WHAT IS EXPECTED:
Convert the entries below, from the first line through the line containing "[401,0,853,480]", into a JSON list of strings with one string per line, leaving out blank lines.
━━━━━ DATA RECORDS
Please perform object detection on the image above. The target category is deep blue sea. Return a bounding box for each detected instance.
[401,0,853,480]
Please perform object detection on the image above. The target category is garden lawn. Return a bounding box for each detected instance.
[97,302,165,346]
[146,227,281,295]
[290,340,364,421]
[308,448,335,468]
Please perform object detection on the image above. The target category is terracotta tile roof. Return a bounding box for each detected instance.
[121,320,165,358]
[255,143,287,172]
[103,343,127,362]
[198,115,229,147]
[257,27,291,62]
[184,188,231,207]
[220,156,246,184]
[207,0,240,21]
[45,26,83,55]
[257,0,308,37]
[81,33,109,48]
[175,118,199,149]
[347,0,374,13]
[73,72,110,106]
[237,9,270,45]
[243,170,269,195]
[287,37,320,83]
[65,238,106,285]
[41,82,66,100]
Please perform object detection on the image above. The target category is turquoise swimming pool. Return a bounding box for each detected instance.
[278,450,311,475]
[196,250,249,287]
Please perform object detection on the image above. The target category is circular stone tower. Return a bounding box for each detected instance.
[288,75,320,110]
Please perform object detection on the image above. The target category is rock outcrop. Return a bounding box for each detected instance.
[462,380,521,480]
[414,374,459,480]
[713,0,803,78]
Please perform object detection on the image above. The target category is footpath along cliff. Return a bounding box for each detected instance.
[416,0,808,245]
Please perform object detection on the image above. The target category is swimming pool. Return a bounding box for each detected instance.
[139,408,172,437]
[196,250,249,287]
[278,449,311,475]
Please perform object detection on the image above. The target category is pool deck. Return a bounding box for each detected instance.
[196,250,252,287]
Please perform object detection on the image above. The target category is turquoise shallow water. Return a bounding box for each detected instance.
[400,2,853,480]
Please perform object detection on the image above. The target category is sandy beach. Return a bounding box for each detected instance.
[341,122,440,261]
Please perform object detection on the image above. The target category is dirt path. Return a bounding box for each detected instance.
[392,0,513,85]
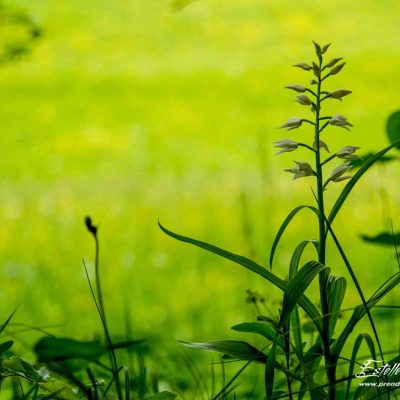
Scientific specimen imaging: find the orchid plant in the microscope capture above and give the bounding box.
[160,42,400,400]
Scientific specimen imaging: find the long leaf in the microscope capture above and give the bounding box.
[269,206,319,269]
[289,240,319,280]
[328,140,400,224]
[281,261,327,325]
[158,223,322,334]
[264,343,276,400]
[344,333,376,400]
[231,322,285,350]
[332,272,400,356]
[179,340,267,363]
[327,275,346,337]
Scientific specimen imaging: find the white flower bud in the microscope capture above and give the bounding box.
[279,117,303,131]
[329,63,346,75]
[273,139,299,155]
[312,61,321,77]
[293,63,312,71]
[313,139,330,153]
[285,84,307,93]
[325,57,342,68]
[329,114,353,131]
[329,162,351,182]
[295,94,312,106]
[336,146,360,160]
[329,89,353,100]
[321,43,331,54]
[285,161,314,179]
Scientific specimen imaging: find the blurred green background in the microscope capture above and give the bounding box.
[0,0,400,392]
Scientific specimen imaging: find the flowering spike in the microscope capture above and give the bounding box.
[279,117,303,131]
[336,146,360,160]
[329,89,353,101]
[321,43,331,54]
[329,114,353,131]
[285,84,307,93]
[312,61,321,77]
[325,57,343,68]
[273,139,299,156]
[313,40,322,60]
[295,94,312,106]
[329,161,351,182]
[313,139,330,153]
[329,63,346,75]
[293,63,312,71]
[285,161,315,180]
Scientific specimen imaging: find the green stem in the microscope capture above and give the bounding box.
[314,57,336,400]
[92,232,123,400]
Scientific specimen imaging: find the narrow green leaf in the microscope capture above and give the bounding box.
[231,322,285,350]
[328,140,400,224]
[289,240,319,280]
[269,206,319,269]
[0,340,14,355]
[386,111,400,148]
[327,275,346,337]
[0,307,18,335]
[332,272,400,356]
[35,337,107,362]
[158,222,322,334]
[144,392,177,400]
[281,261,327,325]
[264,343,276,400]
[345,333,376,399]
[360,232,400,246]
[179,340,266,363]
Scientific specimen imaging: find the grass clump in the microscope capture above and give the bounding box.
[160,42,400,400]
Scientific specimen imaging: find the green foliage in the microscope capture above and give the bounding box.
[159,42,400,400]
[386,111,400,148]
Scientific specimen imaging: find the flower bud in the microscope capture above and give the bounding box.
[325,57,343,68]
[336,146,360,160]
[329,114,353,131]
[312,61,321,77]
[329,89,353,101]
[313,139,330,153]
[279,117,303,131]
[293,63,312,71]
[295,94,312,106]
[273,139,299,156]
[285,84,307,93]
[329,162,351,182]
[313,40,322,59]
[285,161,314,180]
[329,63,346,75]
[321,43,331,54]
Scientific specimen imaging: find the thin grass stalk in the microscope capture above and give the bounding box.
[314,55,336,400]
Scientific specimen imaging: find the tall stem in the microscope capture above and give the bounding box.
[314,57,336,400]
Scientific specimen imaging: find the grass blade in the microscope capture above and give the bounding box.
[158,223,322,333]
[344,333,376,400]
[328,140,400,224]
[281,261,327,325]
[269,206,319,269]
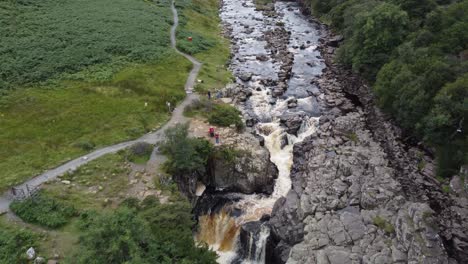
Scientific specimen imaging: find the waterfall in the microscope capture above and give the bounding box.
[196,0,325,264]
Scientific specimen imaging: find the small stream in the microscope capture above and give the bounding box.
[196,0,325,264]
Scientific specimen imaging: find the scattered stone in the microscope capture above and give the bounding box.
[239,72,253,82]
[34,257,45,264]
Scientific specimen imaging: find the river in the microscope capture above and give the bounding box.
[197,0,325,263]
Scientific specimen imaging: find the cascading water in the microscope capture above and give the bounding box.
[196,0,325,264]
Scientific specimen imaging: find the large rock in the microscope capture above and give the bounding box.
[202,133,278,194]
[280,113,304,135]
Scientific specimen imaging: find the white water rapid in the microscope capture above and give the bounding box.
[196,0,325,264]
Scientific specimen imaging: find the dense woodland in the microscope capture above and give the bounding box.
[309,0,468,177]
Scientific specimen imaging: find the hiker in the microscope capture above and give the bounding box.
[166,102,172,113]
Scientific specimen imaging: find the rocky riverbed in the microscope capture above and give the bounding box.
[270,1,468,263]
[189,0,468,264]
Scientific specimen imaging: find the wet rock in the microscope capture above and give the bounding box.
[288,98,297,108]
[238,221,269,262]
[239,72,253,82]
[256,54,269,61]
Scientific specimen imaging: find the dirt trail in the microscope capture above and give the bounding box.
[0,1,202,214]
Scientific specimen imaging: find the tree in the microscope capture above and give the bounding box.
[340,3,409,80]
[67,196,216,264]
[70,207,151,264]
[160,124,212,173]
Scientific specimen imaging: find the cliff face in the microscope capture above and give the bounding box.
[270,1,468,263]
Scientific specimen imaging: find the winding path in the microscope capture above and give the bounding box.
[0,1,202,214]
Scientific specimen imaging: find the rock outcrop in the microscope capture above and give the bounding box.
[270,4,468,264]
[187,120,278,194]
[203,139,278,194]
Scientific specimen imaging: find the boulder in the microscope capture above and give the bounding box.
[26,247,36,260]
[327,35,344,48]
[280,113,303,135]
[239,72,253,82]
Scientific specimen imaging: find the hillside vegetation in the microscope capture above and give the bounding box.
[176,0,232,93]
[308,0,468,177]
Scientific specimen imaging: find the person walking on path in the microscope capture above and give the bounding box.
[166,102,172,113]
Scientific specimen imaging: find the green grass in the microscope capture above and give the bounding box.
[372,216,395,234]
[0,0,172,88]
[44,152,130,210]
[10,192,77,228]
[177,0,232,94]
[0,53,191,190]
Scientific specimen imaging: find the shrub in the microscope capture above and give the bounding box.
[126,142,154,164]
[372,216,395,234]
[0,225,38,263]
[73,140,96,151]
[160,124,213,173]
[10,193,77,228]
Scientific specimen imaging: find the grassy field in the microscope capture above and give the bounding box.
[177,0,232,93]
[0,0,172,90]
[0,0,191,191]
[0,151,201,263]
[0,55,191,190]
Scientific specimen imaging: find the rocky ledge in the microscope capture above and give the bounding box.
[268,7,468,264]
[185,119,278,198]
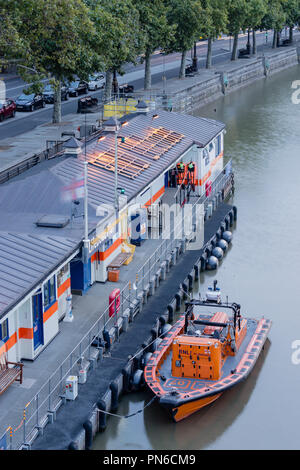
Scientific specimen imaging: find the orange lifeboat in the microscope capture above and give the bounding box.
[144,281,271,422]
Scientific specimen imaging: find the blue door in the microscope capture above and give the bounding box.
[32,292,44,349]
[165,171,169,188]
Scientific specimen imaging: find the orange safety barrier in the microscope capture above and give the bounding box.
[176,162,186,185]
[205,180,212,197]
[109,289,121,317]
[184,162,197,186]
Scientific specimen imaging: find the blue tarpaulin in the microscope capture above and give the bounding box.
[0,434,7,450]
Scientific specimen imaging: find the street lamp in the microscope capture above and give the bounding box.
[103,117,120,212]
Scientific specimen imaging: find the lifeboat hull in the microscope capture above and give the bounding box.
[144,315,271,422]
[160,393,222,423]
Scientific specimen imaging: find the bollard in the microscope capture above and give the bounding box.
[187,273,194,290]
[194,264,200,281]
[83,419,93,450]
[109,382,119,413]
[97,400,107,432]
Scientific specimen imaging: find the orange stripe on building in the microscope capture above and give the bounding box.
[145,186,165,207]
[91,251,98,263]
[5,333,17,351]
[43,301,58,323]
[57,277,71,297]
[19,328,33,339]
[99,237,123,261]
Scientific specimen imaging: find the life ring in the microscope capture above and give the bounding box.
[109,289,121,317]
[205,180,212,197]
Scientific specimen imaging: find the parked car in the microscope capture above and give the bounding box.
[16,93,45,111]
[77,95,98,113]
[0,99,16,122]
[88,73,105,91]
[43,84,69,103]
[68,80,89,96]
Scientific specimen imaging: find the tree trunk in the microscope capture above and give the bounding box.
[231,33,239,60]
[206,37,212,69]
[252,29,257,55]
[272,29,277,49]
[52,80,61,124]
[103,70,112,102]
[246,28,251,53]
[144,50,151,90]
[276,31,281,47]
[179,51,187,78]
[193,41,198,72]
[112,67,119,95]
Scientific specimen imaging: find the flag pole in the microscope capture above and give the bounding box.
[83,113,89,263]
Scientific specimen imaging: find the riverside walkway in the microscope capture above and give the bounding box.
[31,203,232,450]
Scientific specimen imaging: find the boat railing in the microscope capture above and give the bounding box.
[0,162,232,450]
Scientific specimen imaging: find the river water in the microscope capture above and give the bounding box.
[93,66,300,450]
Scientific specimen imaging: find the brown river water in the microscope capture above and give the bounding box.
[93,66,300,450]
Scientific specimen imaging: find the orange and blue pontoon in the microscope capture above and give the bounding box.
[144,281,271,421]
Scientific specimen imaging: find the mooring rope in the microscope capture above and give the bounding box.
[98,396,157,418]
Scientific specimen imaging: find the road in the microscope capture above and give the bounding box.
[0,32,299,140]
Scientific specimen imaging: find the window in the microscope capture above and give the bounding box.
[216,135,221,157]
[44,276,56,310]
[0,319,8,341]
[57,263,69,287]
[203,149,209,165]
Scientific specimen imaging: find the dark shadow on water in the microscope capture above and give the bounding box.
[144,339,271,450]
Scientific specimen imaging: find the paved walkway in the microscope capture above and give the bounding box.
[0,41,297,171]
[0,186,179,439]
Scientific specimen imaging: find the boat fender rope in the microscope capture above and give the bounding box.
[99,396,157,418]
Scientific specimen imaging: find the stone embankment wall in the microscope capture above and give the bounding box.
[166,47,300,113]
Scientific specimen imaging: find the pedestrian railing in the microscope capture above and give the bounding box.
[0,162,232,450]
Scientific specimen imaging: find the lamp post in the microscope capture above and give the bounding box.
[103,117,120,213]
[115,126,119,210]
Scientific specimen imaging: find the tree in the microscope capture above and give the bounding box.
[0,0,26,70]
[206,0,228,69]
[261,0,290,48]
[245,0,267,54]
[134,0,174,90]
[282,0,300,43]
[13,0,98,122]
[165,0,205,78]
[89,0,143,100]
[227,0,248,60]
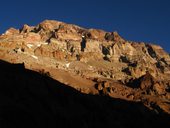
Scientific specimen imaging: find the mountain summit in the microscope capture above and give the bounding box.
[0,20,170,127]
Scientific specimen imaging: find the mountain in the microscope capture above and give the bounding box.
[0,20,170,128]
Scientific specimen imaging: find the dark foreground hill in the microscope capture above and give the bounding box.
[0,61,170,128]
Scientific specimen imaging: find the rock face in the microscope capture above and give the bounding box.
[0,20,170,125]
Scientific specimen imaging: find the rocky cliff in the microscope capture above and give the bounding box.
[0,20,170,127]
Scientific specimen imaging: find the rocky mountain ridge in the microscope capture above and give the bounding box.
[0,20,170,113]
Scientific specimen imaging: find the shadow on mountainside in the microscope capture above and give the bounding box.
[0,61,170,128]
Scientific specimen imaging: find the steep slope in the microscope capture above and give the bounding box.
[0,20,170,118]
[0,61,170,128]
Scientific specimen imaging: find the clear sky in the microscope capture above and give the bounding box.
[0,0,170,53]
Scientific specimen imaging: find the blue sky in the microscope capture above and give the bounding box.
[0,0,170,53]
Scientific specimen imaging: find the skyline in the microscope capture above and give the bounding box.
[0,0,170,53]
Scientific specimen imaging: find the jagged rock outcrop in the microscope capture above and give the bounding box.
[0,20,170,117]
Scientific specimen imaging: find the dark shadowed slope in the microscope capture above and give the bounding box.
[0,61,170,128]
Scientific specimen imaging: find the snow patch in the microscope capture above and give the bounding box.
[66,63,70,68]
[27,44,33,48]
[31,55,38,60]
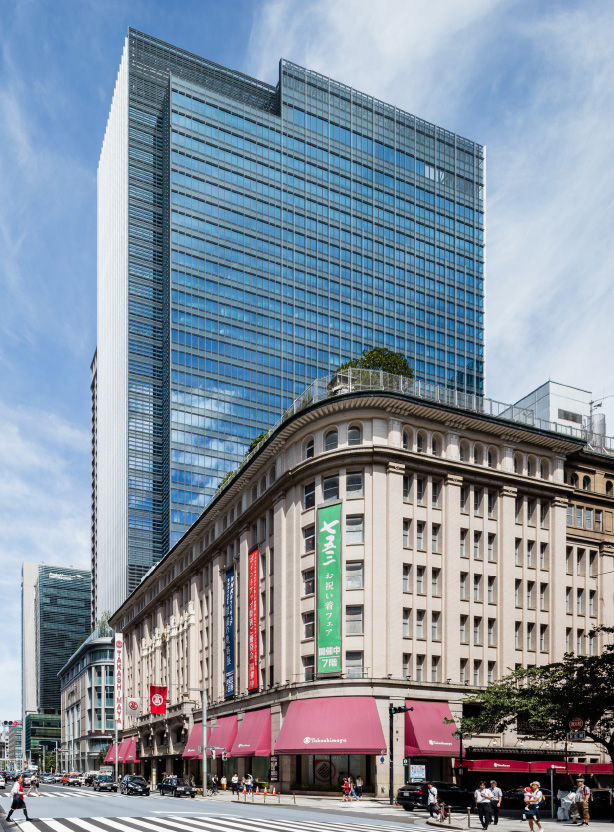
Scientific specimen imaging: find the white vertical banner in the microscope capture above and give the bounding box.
[115,633,124,731]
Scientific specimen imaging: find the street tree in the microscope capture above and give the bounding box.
[460,627,614,763]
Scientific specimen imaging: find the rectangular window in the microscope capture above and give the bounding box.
[345,514,363,543]
[416,566,426,594]
[403,474,411,502]
[539,624,548,653]
[303,612,314,639]
[488,618,495,647]
[322,476,339,502]
[303,482,316,508]
[473,532,482,560]
[416,656,425,682]
[460,615,467,644]
[303,569,315,595]
[431,656,439,682]
[473,617,482,645]
[403,520,411,549]
[345,471,364,498]
[460,529,469,558]
[403,653,411,679]
[303,656,314,682]
[488,534,495,563]
[303,526,316,553]
[459,572,467,601]
[403,607,411,638]
[416,523,425,549]
[345,606,363,636]
[416,477,424,505]
[345,560,363,589]
[431,612,439,641]
[345,650,362,679]
[403,563,411,592]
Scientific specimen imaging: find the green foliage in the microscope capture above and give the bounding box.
[336,347,414,378]
[461,627,614,761]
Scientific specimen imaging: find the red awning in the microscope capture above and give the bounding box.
[529,760,586,774]
[123,737,141,763]
[230,708,271,757]
[454,759,530,772]
[586,763,614,774]
[405,699,460,757]
[183,716,237,760]
[275,696,386,754]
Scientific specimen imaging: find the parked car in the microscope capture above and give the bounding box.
[62,772,81,786]
[158,777,196,797]
[397,780,474,812]
[93,774,117,792]
[119,774,149,795]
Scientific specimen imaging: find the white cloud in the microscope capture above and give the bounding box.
[249,0,614,420]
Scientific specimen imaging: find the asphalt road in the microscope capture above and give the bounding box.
[0,784,434,832]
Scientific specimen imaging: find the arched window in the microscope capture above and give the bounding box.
[324,428,339,451]
[348,425,362,445]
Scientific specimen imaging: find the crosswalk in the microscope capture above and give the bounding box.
[0,813,425,832]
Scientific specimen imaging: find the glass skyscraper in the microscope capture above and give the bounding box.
[95,29,484,615]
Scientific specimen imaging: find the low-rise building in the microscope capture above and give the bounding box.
[111,371,614,795]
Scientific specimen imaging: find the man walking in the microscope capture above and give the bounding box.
[490,780,503,826]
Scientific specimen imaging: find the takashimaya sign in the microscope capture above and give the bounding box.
[317,503,341,675]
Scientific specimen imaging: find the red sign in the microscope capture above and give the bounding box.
[247,546,260,690]
[149,685,168,714]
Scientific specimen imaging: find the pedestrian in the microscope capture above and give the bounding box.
[355,774,363,800]
[26,774,41,797]
[426,783,437,817]
[525,780,544,832]
[474,780,492,829]
[6,774,30,821]
[490,780,503,826]
[575,777,591,826]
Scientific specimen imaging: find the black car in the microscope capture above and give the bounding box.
[119,774,149,795]
[94,774,117,792]
[158,777,196,797]
[397,780,474,812]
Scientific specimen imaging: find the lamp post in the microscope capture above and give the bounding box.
[388,702,413,806]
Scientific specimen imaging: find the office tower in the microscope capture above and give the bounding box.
[21,563,91,760]
[96,29,484,610]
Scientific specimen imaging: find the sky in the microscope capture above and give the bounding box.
[0,0,614,720]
━━━━━━━━━━
TASK RESULT:
[
  "Please perform object detection on the image above. The target category is deep blue sea. Return a bounding box for each detected instance.",
  "[401,0,853,480]"
]